→ WHAT IS REQUIRED: Repeat the entries below exactly and in full.

Segment Start: SUPPLIED RECORDS

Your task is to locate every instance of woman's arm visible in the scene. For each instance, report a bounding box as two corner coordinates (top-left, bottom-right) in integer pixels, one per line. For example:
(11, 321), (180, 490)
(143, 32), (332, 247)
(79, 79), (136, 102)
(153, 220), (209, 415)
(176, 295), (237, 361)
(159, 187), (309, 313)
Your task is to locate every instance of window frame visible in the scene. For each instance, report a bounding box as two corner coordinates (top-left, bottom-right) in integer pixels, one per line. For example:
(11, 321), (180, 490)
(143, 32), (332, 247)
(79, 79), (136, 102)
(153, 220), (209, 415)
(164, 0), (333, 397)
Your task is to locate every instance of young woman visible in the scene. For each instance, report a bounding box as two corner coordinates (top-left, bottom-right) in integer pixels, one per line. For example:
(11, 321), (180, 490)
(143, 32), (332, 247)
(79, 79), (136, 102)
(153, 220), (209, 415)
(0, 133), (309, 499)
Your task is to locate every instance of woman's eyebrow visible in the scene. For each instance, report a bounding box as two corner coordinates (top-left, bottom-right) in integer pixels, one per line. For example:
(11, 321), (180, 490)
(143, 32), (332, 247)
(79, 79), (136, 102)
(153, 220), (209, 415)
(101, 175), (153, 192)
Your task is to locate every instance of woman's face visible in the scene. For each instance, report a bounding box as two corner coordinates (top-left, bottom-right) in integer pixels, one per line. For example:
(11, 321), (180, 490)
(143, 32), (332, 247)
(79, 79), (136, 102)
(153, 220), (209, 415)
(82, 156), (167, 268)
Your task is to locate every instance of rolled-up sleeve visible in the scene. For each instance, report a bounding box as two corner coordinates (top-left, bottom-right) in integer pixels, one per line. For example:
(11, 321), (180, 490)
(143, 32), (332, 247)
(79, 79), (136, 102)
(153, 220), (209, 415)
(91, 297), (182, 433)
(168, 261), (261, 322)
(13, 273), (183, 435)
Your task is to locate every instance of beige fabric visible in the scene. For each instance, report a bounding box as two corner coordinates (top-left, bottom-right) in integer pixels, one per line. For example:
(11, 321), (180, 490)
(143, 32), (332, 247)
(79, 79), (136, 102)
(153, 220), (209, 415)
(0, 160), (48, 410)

Segment End: SUPPLIED RECORDS

→ ANSWER FOR THE TASK:
Your task is to locate every instance of woman's arm visible in the scene. For each instance, report a bounding box as two corner coordinates (top-left, bottom-right) in integer pixels, one per line. For example:
(11, 321), (180, 490)
(143, 32), (332, 247)
(79, 79), (136, 102)
(153, 220), (209, 415)
(176, 295), (237, 361)
(159, 187), (309, 313)
Your task is to locate every instance of window frame visible in the scene. For each instance, report a bounding box as two corner coordinates (top-left, bottom-right) in integer pixels, one per line. For example:
(11, 321), (180, 490)
(143, 32), (332, 247)
(79, 79), (136, 102)
(153, 220), (209, 415)
(164, 0), (333, 397)
Your task is to locate every instance of young woman visible in the scene. For each instance, report a bounding box as two corner coordinates (top-left, bottom-right) in integer pixels, one per line. For example:
(11, 321), (180, 490)
(143, 32), (332, 247)
(79, 79), (136, 102)
(153, 220), (209, 415)
(0, 133), (309, 499)
Your task is to locate every instance of woman's eyebrow visible in the scene. For each instance, report a bounding box as two corner coordinates (top-left, bottom-right) in integer pixels, one per line. For example:
(11, 321), (180, 490)
(143, 32), (332, 247)
(79, 79), (136, 102)
(153, 220), (209, 415)
(101, 175), (153, 192)
Your task is to locate every instance of woman's face visible in the scene. For each instance, report a bounding box as two corner coordinates (top-left, bottom-right) in integer pixels, one per line. For example:
(11, 321), (180, 490)
(143, 32), (332, 247)
(79, 79), (136, 102)
(153, 220), (209, 415)
(82, 156), (167, 268)
Your task is to locate every instance of rolled-up sleeve visible in the scene. For each instance, report a bounding box as two corner coordinates (top-left, bottom-right) in integer pixels, one per line. For example:
(11, 321), (180, 490)
(143, 32), (332, 247)
(79, 79), (136, 102)
(153, 220), (209, 415)
(91, 297), (182, 433)
(168, 261), (261, 322)
(13, 273), (183, 435)
Your task is to locate every instance of beige fabric visible in the scene. For each instance, report a bounding box as two corner coordinates (top-left, bottom-right) in integer pixels, one per line. For example:
(11, 321), (180, 490)
(143, 32), (332, 247)
(79, 79), (136, 102)
(153, 220), (209, 415)
(0, 160), (48, 410)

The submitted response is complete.